_Contour labeling records_
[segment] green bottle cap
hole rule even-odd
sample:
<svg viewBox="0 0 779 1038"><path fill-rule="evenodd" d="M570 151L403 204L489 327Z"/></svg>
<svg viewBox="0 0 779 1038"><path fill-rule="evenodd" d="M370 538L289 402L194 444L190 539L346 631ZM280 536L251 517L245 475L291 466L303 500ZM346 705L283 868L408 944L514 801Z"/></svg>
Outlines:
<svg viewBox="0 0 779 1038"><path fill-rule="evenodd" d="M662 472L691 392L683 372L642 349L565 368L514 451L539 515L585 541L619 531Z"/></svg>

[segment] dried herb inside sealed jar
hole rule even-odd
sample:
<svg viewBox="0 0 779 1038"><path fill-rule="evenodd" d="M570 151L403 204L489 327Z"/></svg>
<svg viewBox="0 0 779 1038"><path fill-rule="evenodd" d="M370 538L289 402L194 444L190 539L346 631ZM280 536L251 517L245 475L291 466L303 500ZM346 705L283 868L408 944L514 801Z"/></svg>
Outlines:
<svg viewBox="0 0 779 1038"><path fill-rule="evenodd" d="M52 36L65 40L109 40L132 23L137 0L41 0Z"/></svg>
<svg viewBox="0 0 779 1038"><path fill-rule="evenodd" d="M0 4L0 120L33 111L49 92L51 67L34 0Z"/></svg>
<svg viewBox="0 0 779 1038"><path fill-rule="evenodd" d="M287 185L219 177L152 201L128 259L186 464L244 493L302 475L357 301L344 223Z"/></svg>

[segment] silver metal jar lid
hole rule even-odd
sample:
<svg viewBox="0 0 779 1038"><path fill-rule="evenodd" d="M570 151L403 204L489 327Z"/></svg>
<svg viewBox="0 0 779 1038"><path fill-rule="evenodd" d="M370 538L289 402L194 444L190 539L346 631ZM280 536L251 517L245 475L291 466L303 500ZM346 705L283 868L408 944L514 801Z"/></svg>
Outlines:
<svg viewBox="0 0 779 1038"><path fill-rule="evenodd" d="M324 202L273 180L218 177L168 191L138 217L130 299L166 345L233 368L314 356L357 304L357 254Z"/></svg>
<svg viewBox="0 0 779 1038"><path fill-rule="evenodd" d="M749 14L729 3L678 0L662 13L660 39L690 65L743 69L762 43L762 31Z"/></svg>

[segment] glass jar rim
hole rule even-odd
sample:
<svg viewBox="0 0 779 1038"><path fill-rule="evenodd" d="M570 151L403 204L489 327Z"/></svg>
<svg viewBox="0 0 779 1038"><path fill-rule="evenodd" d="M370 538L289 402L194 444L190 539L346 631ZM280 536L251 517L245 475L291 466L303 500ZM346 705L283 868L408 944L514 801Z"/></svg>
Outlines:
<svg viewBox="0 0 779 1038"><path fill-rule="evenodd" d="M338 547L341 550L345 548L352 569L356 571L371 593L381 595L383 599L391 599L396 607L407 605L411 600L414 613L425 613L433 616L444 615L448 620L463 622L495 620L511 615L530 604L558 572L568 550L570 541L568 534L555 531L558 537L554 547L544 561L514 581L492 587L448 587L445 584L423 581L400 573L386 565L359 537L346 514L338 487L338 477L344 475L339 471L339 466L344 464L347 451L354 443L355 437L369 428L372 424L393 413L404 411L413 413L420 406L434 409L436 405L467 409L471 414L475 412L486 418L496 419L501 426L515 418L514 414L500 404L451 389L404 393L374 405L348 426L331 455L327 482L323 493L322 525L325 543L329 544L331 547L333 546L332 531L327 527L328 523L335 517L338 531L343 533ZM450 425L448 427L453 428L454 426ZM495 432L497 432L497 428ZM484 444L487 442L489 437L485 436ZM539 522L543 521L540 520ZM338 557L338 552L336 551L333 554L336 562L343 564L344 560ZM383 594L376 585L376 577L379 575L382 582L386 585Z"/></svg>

_INSTRUCTION_
Copy the records word for word, starting at the very beginning and ending with the line that contains "472L691 392L683 372L642", both ends included.

_SOLUTION TO THIS TASK_
[segment] green bottle cap
hole rule even-odd
sample:
<svg viewBox="0 0 779 1038"><path fill-rule="evenodd" d="M570 151L403 204L489 327Z"/></svg>
<svg viewBox="0 0 779 1038"><path fill-rule="evenodd" d="M370 538L289 402L194 444L190 539L346 631ZM280 536L251 517L245 475L291 466L303 500ZM346 705L283 868L408 944L514 801Z"/></svg>
Outlines:
<svg viewBox="0 0 779 1038"><path fill-rule="evenodd" d="M662 472L691 392L683 372L642 349L565 368L514 451L539 515L585 541L619 531Z"/></svg>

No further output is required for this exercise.